=== Texte fourni ===

Réforme de la SNCF : note d’explication

La guerre des opinions est en cours autour de la réforme de la SNCF. Nous vous retranscrivons ci-dessous un post facebook répondant point par point aux poncifs actuels tentant de nous présenter comme inéluctable et nécessaire cette réforme. Chacun doit pouvoir se faire une opinion éclairée et pas seulement ingurgiter la propagande gouvernementale. Merci à l’auteur pour ce travail de fond.

1 – « Moi j’pense qu’il faut réformer la SNCF ».

Ah, celui-ci de poncif, qu’est-ce que je peux l’entendre souvent, entre le classique « on ne nous dit pas tout » et un petit « il fait beau mais le fond d’l’air est frais ». Réformer ? Pourquoi ? Comment ? Vous n’aurez jamais la réponse à ces questions, si ce n’est un « bah ils arrêtent pas de le dire à la télé » désarmant de transparence et d’honnêteté. Est-il utile de préciser que le fait que les médias centralisent cette actualité autour du statut des cheminots occulte totalement les contours (il faut bien l’avouer assez flous) de la réforme et ses conséquences plus que dramatiques ? Aussi, il est fort probable que nos « six Français sur dix » soient bien incapables de citer la moindre mesure relative à ce projet, projet articulé autour du rapport réalisé par le sinistre Jean-Cyril Spinetta, ex-PDG d’Air France, dont il a organisé la privatisation. On a pu constater depuis à quel point la situation de l’entreprise s’est améliorée. Oui, c’est ironique, et oui je m’égare. Comme vous êtes bienveillants et parfaitement informés, vous expliquerez alors les sombres desseins de ce rapport Spinetta (qui corrèle totalement avec la réforme de la SNCF) :

– La fermeture de 9000 km de lignes déficitaires (environ un quart du réseau, un détail de l’histoire) et leur remplacement par des lignes de bus.

===

■ **Vos consignes**:
Pouvez-vous recopier mot pour mot le passage de la note sur la réforme de la SNCF qui va de « Réforme de la SNCF : note » jusqu'à « travail de fond. » ? Les données ci-dessous sont un matériau distinct du texte.

=== Données fournies ===

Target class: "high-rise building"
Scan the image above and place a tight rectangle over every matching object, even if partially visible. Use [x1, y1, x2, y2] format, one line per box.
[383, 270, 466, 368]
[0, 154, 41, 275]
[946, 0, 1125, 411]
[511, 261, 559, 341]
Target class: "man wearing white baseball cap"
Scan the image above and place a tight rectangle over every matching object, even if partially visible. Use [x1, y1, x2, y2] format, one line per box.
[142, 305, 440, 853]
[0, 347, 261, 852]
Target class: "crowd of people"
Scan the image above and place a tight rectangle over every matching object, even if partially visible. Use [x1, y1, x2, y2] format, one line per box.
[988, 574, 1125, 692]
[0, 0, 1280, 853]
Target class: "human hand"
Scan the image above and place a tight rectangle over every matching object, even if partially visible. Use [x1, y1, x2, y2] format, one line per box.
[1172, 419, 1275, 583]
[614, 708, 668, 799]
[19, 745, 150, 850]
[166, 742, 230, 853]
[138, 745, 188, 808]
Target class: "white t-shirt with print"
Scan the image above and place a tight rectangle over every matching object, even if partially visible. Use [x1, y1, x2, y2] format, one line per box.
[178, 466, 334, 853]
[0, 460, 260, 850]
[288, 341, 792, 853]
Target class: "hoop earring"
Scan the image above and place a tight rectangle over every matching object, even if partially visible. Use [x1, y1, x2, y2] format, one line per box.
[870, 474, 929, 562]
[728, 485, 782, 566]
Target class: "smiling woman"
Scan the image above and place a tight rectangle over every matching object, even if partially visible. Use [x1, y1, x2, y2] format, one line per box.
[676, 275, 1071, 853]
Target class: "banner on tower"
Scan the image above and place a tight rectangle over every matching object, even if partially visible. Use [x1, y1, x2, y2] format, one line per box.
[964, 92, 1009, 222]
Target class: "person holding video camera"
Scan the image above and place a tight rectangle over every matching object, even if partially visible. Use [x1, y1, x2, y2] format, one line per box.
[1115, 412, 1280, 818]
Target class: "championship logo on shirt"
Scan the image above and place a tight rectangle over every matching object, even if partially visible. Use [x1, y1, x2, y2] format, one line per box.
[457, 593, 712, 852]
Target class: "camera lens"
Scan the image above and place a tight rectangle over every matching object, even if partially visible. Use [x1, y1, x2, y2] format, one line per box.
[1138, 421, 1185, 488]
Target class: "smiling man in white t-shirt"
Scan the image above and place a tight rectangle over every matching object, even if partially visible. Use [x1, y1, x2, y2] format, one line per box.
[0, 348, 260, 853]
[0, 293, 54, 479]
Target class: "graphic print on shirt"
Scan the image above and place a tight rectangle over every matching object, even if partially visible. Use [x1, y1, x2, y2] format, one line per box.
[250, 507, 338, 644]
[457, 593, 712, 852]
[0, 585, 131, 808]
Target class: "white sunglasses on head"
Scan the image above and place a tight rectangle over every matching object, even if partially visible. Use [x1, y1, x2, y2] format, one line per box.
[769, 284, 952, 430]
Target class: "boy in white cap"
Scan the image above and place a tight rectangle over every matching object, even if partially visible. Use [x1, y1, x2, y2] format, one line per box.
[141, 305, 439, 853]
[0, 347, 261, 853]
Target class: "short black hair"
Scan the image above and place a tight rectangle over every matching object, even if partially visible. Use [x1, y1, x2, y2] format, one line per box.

===

■ **Résultat obtenu**:
Réforme de la SNCF : note d’explication

La guerre des opinions est en cours autour de la réforme de la SNCF. Nous vous retranscrivons ci-dessous un post facebook répondant point par point aux poncifs actuels tentant de nous présenter comme inéluctable et nécessaire cette réforme. Chacun doit pouvoir se faire une opinion éclairée et pas seulement ingurgiter la propagande gouvernementale. Merci à l’auteur pour ce travail de fond.